Exercise aim. Please edit each row so that "integer pixel values" becomes "whole-number pixel values", and leave everything else unchanged.

Coordinate labeling data:
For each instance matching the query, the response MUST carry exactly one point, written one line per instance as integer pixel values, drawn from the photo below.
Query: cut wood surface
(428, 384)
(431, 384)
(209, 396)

Output below.
For each instance matching the query, the response MUST carry exactly one point, written one line per instance as whole-number pixel values, drawn from the photo below.
Query: cut wood surface
(428, 384)
(431, 384)
(209, 396)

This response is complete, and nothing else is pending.